(Dataset entries)

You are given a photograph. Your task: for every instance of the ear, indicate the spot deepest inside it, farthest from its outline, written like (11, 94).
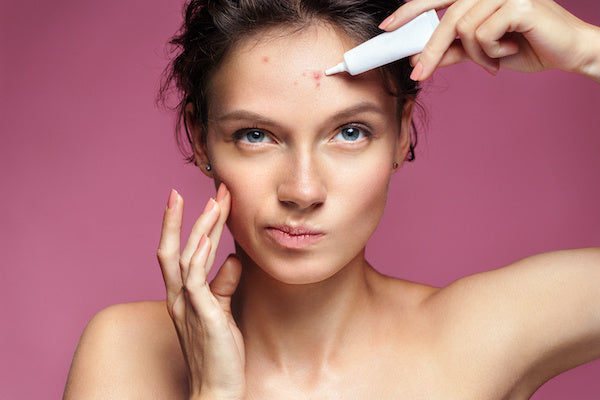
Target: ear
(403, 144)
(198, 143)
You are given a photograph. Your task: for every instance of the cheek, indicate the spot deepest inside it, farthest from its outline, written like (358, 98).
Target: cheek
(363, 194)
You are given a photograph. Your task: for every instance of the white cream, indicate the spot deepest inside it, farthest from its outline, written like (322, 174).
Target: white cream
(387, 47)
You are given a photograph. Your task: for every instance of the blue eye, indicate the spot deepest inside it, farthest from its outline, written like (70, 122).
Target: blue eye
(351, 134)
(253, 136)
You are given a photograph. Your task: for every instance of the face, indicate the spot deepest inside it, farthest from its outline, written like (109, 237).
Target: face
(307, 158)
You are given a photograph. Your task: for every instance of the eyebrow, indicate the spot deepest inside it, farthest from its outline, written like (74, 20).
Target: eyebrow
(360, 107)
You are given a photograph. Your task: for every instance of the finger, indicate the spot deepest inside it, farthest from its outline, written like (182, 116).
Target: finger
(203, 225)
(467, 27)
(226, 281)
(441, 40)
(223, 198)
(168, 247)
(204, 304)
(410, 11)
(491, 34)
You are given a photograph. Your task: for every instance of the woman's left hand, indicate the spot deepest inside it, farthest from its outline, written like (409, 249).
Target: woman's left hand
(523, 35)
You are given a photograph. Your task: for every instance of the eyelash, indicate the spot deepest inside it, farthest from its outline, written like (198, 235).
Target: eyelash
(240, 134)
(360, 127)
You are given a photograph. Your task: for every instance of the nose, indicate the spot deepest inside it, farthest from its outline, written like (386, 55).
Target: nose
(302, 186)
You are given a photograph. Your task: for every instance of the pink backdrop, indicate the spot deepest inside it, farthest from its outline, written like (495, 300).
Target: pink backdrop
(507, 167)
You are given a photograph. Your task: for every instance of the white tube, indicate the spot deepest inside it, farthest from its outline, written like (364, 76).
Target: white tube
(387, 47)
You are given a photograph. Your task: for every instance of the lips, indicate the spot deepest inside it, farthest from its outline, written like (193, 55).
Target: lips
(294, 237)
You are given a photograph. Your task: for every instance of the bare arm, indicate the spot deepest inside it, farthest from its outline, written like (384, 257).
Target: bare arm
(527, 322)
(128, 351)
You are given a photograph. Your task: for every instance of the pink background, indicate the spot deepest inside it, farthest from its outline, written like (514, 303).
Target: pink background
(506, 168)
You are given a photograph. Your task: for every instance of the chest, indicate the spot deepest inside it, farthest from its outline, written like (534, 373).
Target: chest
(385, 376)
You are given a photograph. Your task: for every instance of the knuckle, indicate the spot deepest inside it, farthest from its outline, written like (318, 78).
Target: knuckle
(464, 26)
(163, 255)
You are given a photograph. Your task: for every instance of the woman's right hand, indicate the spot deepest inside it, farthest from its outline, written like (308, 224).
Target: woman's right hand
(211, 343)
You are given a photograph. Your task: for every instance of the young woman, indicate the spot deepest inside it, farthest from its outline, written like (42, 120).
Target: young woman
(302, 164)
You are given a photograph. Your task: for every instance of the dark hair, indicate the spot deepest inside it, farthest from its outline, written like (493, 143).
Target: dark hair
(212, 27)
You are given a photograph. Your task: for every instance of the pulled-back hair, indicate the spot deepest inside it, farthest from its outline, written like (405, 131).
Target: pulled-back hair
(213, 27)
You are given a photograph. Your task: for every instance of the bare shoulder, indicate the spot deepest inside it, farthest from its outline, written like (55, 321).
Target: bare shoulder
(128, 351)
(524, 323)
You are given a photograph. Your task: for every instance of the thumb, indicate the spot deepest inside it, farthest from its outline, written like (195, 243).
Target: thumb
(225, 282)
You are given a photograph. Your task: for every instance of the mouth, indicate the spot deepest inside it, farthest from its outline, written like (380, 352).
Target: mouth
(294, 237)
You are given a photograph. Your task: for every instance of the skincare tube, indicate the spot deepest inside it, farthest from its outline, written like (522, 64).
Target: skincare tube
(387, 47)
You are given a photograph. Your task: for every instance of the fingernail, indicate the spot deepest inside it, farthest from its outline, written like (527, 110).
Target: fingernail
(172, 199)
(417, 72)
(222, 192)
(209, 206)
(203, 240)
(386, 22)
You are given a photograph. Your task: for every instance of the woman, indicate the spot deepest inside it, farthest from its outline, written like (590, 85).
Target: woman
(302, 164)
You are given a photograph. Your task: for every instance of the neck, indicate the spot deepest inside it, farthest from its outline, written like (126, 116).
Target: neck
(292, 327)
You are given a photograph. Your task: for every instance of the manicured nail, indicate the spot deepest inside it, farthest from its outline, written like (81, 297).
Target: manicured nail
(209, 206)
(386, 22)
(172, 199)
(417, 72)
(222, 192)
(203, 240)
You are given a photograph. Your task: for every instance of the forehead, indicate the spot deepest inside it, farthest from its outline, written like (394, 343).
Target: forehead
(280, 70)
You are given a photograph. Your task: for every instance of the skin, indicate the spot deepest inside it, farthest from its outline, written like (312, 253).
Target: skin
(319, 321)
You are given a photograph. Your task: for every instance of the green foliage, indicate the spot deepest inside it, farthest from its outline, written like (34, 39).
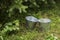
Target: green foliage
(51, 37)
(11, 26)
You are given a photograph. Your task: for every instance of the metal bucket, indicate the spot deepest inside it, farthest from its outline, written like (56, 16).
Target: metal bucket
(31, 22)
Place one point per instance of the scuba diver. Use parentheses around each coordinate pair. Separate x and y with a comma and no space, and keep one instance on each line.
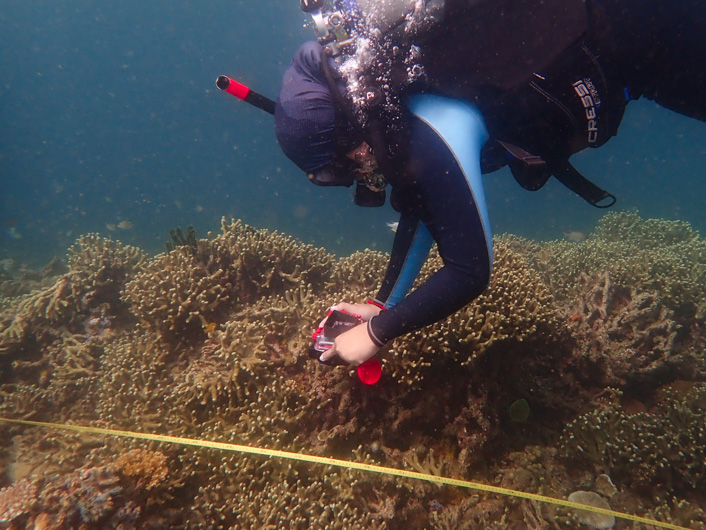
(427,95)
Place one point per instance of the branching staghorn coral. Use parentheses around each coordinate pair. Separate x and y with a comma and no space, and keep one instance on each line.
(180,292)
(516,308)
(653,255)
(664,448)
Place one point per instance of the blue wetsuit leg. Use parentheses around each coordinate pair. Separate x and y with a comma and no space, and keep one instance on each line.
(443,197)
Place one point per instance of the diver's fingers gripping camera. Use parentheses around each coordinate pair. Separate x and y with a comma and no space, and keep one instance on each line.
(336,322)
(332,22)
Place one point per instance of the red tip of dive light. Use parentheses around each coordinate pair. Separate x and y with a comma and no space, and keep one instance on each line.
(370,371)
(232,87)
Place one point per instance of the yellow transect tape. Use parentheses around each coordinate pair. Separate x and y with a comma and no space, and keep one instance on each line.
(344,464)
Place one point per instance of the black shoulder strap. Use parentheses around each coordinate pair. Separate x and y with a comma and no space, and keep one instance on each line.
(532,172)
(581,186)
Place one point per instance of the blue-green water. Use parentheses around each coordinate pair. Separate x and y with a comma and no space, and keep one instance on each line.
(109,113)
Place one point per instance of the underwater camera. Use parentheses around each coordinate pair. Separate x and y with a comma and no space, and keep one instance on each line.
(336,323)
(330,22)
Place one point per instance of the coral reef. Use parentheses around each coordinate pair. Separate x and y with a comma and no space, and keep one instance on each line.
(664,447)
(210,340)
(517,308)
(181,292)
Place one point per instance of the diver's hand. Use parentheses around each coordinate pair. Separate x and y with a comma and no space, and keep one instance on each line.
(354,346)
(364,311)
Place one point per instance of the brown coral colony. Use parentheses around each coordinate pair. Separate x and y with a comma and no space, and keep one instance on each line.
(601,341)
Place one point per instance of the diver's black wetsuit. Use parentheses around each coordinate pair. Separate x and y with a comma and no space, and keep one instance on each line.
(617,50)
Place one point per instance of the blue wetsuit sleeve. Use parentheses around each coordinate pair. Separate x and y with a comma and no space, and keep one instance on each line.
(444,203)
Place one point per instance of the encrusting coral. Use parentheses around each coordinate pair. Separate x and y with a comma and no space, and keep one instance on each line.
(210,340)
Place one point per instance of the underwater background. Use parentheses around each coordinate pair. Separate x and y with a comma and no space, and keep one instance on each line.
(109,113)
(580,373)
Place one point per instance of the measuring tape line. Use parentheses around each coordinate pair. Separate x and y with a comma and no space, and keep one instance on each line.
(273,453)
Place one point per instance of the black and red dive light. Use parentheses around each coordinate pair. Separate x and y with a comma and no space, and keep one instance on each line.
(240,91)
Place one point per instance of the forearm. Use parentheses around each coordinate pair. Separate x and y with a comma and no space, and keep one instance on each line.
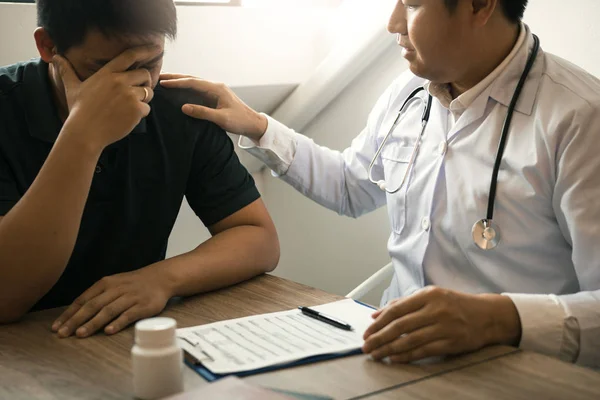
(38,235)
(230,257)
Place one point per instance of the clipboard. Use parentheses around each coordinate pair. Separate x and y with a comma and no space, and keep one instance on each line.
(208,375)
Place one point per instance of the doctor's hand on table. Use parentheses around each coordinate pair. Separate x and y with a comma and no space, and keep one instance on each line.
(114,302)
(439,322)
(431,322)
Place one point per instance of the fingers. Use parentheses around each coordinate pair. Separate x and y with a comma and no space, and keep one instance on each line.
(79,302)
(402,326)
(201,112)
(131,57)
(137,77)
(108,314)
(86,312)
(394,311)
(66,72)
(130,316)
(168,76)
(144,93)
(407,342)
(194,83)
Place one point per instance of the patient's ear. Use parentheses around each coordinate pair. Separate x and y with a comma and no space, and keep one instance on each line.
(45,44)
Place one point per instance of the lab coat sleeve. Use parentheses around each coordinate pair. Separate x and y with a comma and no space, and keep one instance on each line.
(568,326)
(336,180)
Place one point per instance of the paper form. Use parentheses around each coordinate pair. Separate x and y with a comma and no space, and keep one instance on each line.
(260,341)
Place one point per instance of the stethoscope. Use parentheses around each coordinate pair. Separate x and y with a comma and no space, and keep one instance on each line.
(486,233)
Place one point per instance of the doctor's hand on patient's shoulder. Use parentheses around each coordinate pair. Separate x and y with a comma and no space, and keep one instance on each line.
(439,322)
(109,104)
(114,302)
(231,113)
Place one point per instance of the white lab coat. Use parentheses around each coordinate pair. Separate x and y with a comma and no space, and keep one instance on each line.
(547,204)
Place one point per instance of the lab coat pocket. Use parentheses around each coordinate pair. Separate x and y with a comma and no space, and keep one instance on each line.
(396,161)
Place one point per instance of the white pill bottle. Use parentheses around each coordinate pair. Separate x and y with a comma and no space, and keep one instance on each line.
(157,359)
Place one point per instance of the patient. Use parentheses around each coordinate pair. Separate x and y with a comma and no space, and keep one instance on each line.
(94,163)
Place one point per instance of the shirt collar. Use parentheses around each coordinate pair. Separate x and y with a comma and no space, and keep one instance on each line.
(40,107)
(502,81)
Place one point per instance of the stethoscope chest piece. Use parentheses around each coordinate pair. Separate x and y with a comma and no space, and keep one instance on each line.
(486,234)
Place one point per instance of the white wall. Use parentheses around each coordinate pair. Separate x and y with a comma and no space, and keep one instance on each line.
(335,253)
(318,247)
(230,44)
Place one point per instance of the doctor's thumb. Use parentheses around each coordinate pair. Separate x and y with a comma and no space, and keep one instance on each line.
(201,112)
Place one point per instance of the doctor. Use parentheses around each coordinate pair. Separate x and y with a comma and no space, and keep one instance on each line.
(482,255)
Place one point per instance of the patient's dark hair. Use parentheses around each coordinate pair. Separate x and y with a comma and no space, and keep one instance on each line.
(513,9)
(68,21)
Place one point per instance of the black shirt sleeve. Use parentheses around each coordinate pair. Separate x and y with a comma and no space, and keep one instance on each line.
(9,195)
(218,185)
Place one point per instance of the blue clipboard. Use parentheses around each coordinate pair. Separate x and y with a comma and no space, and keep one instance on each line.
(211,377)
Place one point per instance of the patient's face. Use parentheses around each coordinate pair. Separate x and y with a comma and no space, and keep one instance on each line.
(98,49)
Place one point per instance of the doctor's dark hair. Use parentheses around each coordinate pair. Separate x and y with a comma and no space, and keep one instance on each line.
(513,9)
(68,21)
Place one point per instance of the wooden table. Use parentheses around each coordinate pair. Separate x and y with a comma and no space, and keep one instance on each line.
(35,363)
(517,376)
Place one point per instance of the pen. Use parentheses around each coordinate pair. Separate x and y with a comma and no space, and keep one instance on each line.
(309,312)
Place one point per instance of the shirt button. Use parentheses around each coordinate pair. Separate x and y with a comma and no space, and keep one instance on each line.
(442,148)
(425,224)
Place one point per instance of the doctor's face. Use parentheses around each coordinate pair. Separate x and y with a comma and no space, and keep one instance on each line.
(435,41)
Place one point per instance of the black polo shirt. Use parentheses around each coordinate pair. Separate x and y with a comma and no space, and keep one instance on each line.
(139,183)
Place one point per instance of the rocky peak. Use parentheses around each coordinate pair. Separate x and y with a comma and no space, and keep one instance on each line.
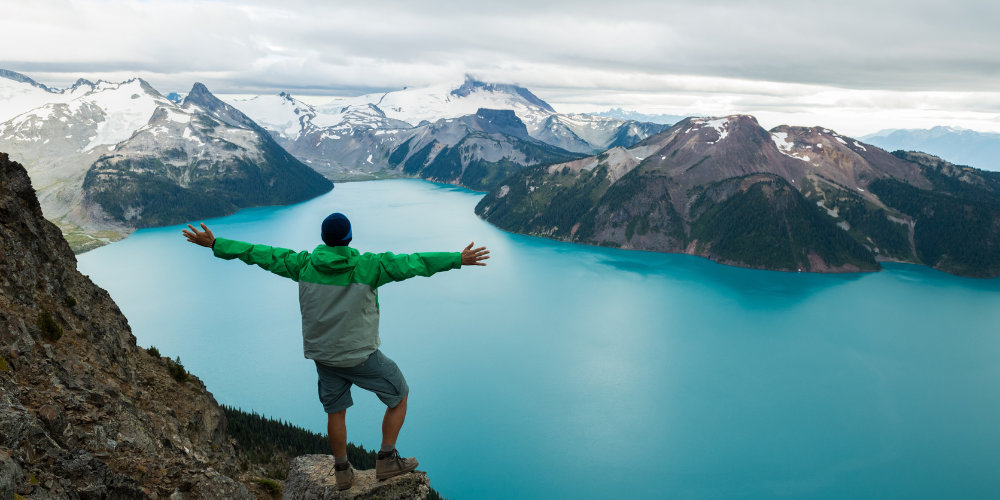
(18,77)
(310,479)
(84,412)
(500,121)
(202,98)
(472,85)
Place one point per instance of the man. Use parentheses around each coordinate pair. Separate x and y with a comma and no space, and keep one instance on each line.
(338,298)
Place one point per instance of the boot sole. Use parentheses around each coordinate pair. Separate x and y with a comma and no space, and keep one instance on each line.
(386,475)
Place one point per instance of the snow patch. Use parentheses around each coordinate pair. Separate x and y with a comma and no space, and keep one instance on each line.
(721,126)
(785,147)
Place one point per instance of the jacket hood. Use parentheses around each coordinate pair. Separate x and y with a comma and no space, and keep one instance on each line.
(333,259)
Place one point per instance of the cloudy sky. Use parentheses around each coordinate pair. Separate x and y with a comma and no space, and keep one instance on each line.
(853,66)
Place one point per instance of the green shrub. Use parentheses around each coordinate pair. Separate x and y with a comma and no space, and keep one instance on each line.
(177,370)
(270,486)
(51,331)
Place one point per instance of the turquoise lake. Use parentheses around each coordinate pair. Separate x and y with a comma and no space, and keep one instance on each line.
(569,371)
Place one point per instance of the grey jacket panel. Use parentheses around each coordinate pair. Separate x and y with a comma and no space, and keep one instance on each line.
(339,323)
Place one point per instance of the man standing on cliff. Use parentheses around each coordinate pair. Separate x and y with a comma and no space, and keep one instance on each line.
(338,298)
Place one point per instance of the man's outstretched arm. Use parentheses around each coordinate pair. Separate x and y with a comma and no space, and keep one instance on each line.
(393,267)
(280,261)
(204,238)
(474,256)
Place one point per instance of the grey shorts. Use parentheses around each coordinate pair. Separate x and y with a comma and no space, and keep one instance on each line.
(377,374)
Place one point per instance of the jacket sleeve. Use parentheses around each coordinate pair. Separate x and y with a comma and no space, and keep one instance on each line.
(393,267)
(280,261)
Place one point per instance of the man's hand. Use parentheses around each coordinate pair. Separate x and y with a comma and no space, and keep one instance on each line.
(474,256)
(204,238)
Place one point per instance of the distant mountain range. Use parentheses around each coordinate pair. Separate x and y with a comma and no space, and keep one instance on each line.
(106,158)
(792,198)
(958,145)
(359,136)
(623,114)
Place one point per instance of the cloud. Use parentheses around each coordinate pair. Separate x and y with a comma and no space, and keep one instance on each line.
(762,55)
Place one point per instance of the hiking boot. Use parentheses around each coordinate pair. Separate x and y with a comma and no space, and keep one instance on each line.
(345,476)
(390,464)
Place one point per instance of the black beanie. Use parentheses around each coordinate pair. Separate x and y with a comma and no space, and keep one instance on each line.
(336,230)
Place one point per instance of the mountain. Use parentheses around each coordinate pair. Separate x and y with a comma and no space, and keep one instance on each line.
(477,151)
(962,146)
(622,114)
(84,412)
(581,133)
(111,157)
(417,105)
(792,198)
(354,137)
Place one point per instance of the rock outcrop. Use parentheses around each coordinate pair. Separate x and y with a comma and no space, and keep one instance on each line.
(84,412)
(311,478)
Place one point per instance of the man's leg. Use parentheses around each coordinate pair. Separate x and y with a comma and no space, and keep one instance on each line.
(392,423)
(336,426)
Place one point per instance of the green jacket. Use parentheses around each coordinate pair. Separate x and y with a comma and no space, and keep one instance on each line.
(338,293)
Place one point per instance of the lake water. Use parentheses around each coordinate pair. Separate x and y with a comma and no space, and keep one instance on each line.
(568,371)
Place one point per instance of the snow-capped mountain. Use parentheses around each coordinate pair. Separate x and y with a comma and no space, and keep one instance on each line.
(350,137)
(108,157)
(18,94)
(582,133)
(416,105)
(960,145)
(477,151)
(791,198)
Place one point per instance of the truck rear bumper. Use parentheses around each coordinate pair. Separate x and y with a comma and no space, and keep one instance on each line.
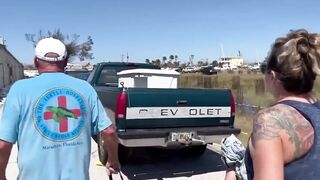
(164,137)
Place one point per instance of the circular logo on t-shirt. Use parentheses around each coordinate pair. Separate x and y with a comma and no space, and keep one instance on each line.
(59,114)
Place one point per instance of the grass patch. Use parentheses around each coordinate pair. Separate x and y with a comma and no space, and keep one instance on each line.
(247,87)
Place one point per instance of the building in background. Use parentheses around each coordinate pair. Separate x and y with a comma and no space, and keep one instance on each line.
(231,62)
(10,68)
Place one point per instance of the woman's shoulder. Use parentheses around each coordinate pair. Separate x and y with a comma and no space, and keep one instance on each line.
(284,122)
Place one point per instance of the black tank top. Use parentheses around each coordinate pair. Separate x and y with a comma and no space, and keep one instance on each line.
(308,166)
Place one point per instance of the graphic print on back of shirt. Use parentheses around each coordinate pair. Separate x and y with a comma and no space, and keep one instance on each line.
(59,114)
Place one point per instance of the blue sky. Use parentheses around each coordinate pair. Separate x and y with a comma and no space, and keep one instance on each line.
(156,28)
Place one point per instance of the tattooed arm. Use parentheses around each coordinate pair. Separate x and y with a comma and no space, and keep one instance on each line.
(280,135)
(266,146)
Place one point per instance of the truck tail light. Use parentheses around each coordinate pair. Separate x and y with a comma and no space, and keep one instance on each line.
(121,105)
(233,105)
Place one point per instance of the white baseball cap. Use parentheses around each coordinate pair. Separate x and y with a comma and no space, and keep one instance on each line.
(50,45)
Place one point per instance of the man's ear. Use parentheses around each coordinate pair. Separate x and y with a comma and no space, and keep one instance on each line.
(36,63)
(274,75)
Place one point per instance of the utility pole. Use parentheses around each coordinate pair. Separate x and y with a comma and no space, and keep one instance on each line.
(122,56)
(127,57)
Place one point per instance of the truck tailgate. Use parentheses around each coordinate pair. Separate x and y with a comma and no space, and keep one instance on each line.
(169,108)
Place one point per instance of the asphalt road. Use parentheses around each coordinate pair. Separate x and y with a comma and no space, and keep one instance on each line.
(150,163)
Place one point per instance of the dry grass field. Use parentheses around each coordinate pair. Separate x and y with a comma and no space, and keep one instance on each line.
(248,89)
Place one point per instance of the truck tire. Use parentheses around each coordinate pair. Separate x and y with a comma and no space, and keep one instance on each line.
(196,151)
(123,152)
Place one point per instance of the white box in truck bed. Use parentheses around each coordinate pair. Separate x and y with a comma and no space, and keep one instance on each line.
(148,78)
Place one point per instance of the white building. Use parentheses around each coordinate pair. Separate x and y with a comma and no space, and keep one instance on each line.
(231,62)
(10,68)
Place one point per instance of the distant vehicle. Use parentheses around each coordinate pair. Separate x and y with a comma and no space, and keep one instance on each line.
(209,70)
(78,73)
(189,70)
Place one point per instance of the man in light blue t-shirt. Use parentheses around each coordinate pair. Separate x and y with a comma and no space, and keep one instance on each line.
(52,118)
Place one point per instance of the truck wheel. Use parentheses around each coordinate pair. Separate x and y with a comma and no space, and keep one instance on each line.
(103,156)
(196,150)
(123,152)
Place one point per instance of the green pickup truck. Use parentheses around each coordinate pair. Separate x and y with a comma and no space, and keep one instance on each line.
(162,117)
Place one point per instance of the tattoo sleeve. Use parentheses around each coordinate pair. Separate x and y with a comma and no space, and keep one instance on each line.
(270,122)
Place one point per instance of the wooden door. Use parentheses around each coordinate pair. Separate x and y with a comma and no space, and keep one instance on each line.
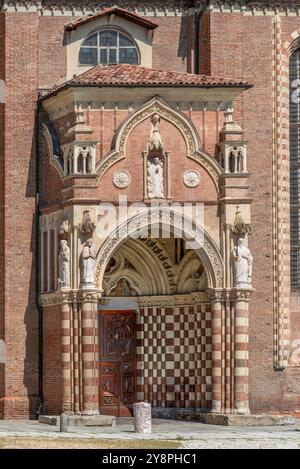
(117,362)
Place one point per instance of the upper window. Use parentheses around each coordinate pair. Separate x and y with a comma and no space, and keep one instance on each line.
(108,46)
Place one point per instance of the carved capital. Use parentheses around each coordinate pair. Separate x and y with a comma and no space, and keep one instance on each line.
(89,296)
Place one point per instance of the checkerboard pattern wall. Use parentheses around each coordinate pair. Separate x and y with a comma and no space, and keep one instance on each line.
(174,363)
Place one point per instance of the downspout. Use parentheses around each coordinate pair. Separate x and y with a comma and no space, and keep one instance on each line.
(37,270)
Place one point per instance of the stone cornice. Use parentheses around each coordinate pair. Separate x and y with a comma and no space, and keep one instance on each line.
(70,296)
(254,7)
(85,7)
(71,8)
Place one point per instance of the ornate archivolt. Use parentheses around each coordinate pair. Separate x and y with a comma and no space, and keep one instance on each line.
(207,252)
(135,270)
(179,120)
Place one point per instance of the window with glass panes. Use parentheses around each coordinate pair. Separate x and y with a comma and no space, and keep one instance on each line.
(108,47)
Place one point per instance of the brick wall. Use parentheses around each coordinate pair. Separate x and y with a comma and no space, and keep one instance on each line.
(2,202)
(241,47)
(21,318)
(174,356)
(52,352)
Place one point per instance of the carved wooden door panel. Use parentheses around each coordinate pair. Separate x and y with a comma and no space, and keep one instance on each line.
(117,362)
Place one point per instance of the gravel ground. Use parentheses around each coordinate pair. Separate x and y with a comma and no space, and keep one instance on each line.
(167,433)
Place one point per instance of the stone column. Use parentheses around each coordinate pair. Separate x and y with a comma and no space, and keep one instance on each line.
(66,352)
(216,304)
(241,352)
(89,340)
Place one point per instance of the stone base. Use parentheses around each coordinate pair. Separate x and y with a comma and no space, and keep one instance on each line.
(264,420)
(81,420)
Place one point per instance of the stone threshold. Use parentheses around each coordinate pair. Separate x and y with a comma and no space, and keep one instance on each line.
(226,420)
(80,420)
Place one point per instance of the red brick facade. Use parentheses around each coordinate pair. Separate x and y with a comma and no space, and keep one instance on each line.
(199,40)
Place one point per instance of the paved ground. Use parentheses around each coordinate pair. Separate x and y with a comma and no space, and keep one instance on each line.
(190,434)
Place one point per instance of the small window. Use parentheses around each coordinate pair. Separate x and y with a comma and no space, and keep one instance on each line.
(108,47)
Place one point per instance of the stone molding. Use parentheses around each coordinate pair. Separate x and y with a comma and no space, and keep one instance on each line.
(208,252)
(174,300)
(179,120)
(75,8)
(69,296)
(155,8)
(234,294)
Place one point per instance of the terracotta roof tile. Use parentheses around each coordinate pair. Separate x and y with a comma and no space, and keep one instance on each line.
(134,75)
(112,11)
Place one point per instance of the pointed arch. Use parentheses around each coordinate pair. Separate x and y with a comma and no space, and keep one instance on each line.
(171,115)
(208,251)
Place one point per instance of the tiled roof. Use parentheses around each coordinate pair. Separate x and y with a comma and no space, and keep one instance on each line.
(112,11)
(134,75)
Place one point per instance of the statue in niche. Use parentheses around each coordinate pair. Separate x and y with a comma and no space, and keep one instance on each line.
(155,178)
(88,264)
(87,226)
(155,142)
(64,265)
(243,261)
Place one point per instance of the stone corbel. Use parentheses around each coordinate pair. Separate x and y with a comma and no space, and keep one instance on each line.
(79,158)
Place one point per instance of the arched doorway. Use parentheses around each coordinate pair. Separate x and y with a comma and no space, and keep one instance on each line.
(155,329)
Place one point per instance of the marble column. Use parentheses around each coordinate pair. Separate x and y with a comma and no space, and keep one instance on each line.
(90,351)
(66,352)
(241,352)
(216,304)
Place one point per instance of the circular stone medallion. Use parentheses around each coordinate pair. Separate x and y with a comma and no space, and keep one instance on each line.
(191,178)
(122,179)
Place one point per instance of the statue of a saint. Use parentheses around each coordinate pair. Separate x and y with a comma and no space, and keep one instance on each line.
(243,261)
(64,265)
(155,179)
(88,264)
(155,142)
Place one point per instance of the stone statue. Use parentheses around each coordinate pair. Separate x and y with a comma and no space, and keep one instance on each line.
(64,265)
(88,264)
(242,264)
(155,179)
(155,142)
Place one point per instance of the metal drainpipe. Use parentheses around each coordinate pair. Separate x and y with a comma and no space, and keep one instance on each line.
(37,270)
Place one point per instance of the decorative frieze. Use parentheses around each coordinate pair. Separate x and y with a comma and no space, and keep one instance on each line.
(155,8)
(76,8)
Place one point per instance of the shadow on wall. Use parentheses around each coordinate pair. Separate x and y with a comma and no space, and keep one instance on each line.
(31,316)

■ **What to do**:
Starting at the first line of the records above, set down each line exactly through the one that holds "like (358, 98).". Omit pictures.

■ **Reply to the task**:
You are given a photograph. Your task: for every instance of the ear, indicate the spot deepest inside it, farthest from its outline, written like (11, 94).
Target: ear
(403, 144)
(198, 143)
You are given a photograph. Your task: for every instance of the cheek, indicate the spot deepest inside it, farthest from its outline, written like (358, 98).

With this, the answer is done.